= TEXTO DEL DOCUMENTO =
──────────────────────────────
Novela de Michael Chabon. Suplemento Radar. Página 12.

El policial es el más conservador de los géneros literarios: trata sobre la imposición de la ley, la restauración y la preservación de un orden. Aun los detectives más cínicos, los que no creen en la justicia, se encargan de resolver casos, de explicar, es decir, de recuperar eventos para el sentido y la racionalidad, para el orden. Claro que hecha la ley, hecha la trampa: una vez que la generación de lectores de policiales empezó a escribir, el género tuvo las armas para reflexionar sobre sí mismo y una historia contra la que redefinirse. Michael Chabon en The final solution, su último libro (todavía en edición hardcover en inglés e inédito en castellano), se permite entrar al policial desde el punto máximo del clasicismo y, desde allí, ejercer sobre él una crítica muy pertinente. El protagonista del libro es un viejo detective que nunca es mencionado por su nombre, pero su identidad no es un misterio ya que no hay muchos personajes literarios capaces de dar saltos deductivos tan temerarios como “descubrir a un ladrón de caballos por la ausencia de un ladrido” o a un envenenador por el modo en que un gato se limpia los bigotes. Las buenas noticias son que cuando transcurre esta historia, en 1944, a los 89 años, Sherlock Holmes conserva intactas su capacidad perceptiva y su deliciosa vanidad intelectual.

La prosa de Chabon logra un acto prodigioso de ventrilocuismo literario al sentar sobre sus rodillas a Arthur Conan Doyle y al tiempo entrar en sintonía con nuestra sensibilidad: su infinita estilización, sus observaciones, su humor y su ritmo son contemporáneos. Las malas noticias son que Chabon recurre a enigmas y soluciones que, si bien no desentonarían en un texto del siglo XIX, resultan decepcionantes para un lector con cien años de historia del policial encima. Sobre todo, porque este texto no es una apropiación paródica del género.
──────────────────────────────
(Datos de señalamiento por expresiones referenciales)
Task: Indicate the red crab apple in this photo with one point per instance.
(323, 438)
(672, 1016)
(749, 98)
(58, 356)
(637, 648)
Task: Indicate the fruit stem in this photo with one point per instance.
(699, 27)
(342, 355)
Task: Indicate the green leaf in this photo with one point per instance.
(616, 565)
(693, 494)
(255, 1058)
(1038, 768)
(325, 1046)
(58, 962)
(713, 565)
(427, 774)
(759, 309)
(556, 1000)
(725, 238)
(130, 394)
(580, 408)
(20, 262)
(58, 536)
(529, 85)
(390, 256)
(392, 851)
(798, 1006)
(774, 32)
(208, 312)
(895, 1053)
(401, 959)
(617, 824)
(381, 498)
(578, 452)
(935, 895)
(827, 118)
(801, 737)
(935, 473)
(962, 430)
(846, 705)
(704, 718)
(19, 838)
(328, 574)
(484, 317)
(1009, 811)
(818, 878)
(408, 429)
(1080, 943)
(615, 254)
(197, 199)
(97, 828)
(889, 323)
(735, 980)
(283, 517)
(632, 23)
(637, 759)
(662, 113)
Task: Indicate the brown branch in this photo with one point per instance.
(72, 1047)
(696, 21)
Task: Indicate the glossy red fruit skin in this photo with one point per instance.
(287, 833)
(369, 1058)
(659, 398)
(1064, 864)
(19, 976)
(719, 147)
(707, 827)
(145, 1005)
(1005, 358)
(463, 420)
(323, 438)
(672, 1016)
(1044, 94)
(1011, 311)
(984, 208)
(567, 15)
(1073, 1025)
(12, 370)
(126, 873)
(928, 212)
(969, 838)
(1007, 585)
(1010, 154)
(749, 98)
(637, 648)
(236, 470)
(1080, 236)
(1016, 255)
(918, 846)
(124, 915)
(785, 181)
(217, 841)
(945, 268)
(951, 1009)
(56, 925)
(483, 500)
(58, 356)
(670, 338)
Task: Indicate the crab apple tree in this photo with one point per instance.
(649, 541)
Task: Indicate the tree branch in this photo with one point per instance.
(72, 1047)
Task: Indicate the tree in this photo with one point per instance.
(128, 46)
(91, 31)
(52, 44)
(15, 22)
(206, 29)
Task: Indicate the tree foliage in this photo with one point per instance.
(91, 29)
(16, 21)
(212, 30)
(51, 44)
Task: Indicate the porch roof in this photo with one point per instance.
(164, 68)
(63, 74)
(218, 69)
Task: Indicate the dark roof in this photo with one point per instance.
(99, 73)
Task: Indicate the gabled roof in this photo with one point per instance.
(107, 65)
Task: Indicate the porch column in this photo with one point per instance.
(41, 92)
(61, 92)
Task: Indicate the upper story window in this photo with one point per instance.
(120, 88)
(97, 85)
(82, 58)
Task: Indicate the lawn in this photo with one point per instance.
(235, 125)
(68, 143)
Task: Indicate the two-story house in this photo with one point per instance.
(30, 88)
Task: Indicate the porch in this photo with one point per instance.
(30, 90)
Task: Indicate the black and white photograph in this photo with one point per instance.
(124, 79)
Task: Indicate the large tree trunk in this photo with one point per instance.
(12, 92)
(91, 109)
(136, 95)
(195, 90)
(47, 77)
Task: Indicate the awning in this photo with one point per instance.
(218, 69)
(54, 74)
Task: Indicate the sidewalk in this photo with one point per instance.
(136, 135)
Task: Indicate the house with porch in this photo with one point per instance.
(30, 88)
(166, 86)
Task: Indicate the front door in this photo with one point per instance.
──────────────────────────────
= ACTIVIDAD =
Extrae de forma literal un fragmento de la reseña sobre la novela de Michael Chabon. Comienza en las palabras que contienen "La prosa de" y detente después de "paródica del género.". El listado procede de una fuente distinta.

= SOLUCIÓN ESCRITA =
La prosa de Chabon logra un acto prodigioso de ventrilocuismo literario al sentar sobre sus rodillas a Arthur Conan Doyle y al tiempo entrar en sintonía con nuestra sensibilidad: su infinita estilización, sus observaciones, su humor y su ritmo son contemporáneos. Las malas noticias son que Chabon recurre a enigmas y soluciones que, si bien no desentonarían en un texto del siglo XIX, resultan decepcionantes para un lector con cien años de historia del policial encima. Sobre todo, porque este texto no es una apropiación paródica del género.